■ **What you need to do**: Give the number of lines in the records that contain the string "athlete", matching case exactly. Reply with the number alone.

** START OF Data for this exercise **

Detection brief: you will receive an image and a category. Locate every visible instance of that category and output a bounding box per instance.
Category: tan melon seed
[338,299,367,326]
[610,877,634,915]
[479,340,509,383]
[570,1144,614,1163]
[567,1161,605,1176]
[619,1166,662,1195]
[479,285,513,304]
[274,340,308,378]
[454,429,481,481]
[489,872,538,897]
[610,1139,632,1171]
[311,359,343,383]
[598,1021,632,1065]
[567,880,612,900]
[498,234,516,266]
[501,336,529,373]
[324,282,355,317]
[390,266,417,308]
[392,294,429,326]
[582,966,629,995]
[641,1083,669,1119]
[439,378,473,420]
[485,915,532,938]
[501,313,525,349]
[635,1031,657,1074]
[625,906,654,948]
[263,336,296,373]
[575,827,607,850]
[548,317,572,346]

** END OF Data for this exercise **
** START OF Data for this exercise **

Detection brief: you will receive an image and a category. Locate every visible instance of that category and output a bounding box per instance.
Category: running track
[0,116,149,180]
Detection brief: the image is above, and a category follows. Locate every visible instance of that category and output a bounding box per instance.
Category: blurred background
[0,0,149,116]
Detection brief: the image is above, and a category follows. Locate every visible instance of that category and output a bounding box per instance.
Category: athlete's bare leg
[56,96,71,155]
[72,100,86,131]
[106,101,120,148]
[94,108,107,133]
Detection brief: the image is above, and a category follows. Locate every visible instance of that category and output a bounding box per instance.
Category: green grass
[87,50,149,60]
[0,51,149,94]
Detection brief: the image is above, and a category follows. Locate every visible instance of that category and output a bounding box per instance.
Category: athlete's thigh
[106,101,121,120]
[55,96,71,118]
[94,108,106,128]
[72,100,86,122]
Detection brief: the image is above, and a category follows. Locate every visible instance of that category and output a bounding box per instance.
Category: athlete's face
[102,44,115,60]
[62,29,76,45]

** END OF Data for this exercise **

■ **Task output**: 3